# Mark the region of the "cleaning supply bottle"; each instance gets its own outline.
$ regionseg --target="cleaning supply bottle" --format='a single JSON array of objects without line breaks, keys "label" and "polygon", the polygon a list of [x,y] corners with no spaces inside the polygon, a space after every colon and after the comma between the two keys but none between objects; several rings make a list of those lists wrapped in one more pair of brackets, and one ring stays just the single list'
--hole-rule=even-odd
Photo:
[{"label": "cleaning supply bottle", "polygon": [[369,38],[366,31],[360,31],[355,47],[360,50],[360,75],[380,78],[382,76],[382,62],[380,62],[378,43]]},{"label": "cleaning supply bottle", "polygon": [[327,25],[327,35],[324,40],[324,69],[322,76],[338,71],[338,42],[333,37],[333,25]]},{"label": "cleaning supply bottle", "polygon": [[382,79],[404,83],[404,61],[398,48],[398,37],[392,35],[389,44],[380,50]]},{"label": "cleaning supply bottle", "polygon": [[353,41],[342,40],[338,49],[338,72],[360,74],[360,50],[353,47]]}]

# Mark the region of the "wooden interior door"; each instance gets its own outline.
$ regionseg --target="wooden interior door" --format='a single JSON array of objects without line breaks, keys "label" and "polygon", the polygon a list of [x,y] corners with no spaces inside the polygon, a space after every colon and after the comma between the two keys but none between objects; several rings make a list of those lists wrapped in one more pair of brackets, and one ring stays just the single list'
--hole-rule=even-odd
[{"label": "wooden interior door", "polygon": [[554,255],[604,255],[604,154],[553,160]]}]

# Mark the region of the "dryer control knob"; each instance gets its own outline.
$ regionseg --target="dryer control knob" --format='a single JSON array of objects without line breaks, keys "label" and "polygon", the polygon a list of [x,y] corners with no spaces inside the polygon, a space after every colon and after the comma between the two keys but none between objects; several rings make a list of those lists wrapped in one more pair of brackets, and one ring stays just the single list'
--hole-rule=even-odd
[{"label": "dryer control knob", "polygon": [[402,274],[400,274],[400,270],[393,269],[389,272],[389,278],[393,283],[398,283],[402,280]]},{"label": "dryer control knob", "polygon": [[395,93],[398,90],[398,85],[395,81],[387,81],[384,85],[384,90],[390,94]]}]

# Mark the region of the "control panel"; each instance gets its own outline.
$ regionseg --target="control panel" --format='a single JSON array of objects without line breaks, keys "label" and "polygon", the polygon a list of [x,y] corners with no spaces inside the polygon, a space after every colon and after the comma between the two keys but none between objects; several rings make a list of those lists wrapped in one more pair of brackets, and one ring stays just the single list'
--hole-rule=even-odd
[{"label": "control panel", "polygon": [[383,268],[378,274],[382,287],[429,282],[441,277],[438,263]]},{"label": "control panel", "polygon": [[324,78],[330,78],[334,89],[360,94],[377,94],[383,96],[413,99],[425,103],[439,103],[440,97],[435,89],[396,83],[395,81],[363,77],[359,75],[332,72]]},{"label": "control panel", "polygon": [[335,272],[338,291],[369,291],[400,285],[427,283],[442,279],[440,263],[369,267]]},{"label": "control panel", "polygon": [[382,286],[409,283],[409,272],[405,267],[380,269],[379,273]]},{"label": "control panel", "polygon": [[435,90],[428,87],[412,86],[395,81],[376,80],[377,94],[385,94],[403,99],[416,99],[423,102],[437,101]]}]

◆ ◆ ◆ ◆ ◆ ◆ ◆

Count the lines in the records above that contain the word "Mark", and report only that number.

4